■ TO-DO LIST ■
1. In the Volkswagen fuel article below, at which event was the fuel strategy released?
2. For each statement, indicate whether it agrees with the Volkswagen fuel article below, and quote the words of the article that decide it. (a) SunFuel can be used in fuel cell systems with reformers. (b) Filling fuel cell vehicles with SunFuel would require costly new infrastructure. (c) Volkswagen regards SunFuel as a key step towards environmentally compatible mobility.
3. Continue the Volkswagen fuel article below, starting after its final sentence.
== PASSAGE TO READ
2001-10-24 Thread Harmon Seaver

 Original Message 
Subject: [biofuel] VW presents new synthetic fuel strategy
Date: Tue, 23 Oct 2001 18:29:19 +0900
From: Keith Addison <[EMAIL PROTECTED]>
To: [EMAIL PROTECTED]

http://www.news24.co.za/News24/Wheels24/News/0,3999,2-15-47_1083848,00.html

21/09/2001 14:38  - (SA)

VW presents new synthetic fuel strategy

In the context of its fuel strategy released at the recent Frankfurt 
IAA Motor Show, Volkswagen sees SunFuel as a key step towards 
environmentally compatible mobility. The new fuel offers considerable 
potential for the optimisation of conventional engines. SunFuel is 
also suitable for use in fuel cell systems with reformers.

On this basis, it will be possible to fill up fuel cell vehicles with 
a fuel produced from renewable resources without developing costly 
new infrastructure of the type which would be needed for hydrogen 
fuel.
====
== DATA SECTION
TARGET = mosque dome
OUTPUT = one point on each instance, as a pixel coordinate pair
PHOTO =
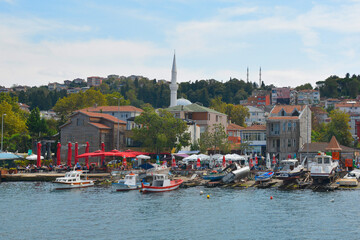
(182, 101)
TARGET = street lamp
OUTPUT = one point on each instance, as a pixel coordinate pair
(2, 129)
(118, 132)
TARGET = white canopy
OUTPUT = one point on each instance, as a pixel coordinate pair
(34, 157)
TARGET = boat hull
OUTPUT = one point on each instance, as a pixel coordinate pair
(151, 189)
====
■ EXPECTED RESPONSES ■
1. The Frankfurt IAA Motor Show.

2.
(a) Yes: "SunFuel is also suitable for use in fuel cell systems with reformers."
(b) No: "without developing costly new infrastructure of the type which would be needed for hydrogen fuel."
(c) Yes: "Volkswagen sees SunFuel as a key step towards environmentally compatible mobility."

3.
SunFuel is a synthetic fuel produced from biomass by a regenerative 
process. Natural photosynthesis is used for fuel production. Plants 
develop biomass from atmospheric carbon dioxide with the aid of 
energy from the sun.

To a large extent, this biomass consists of carbon and hydrogen. In 
the first step of the SunFuel process, these major constituents of 
biomass are converted into synthesis gas (H2, CO, CO2). This is then 
transformed into hydrocarbons in a synthesis reactor and processed as 
required to produce the "designer" fuel.

SunFuel is an extremely high-grade fuel, free from sulphur and 
aromatics. As biomass binds carbon dioxide during growth, the process 
is neutral with regard to carbon dioxide production. A variety of 
different types of biomass can be used for the synthesis of the new 
fuel.

On the one hand, fast-growing, sturdy, resilient plants such as sedge 
(Miscanthus), poplars or willows can be grown. On the other hand, 
waste products containing carbon and hydrogen, such as sewage sludge, 
plastics or household refuse, can also be processed.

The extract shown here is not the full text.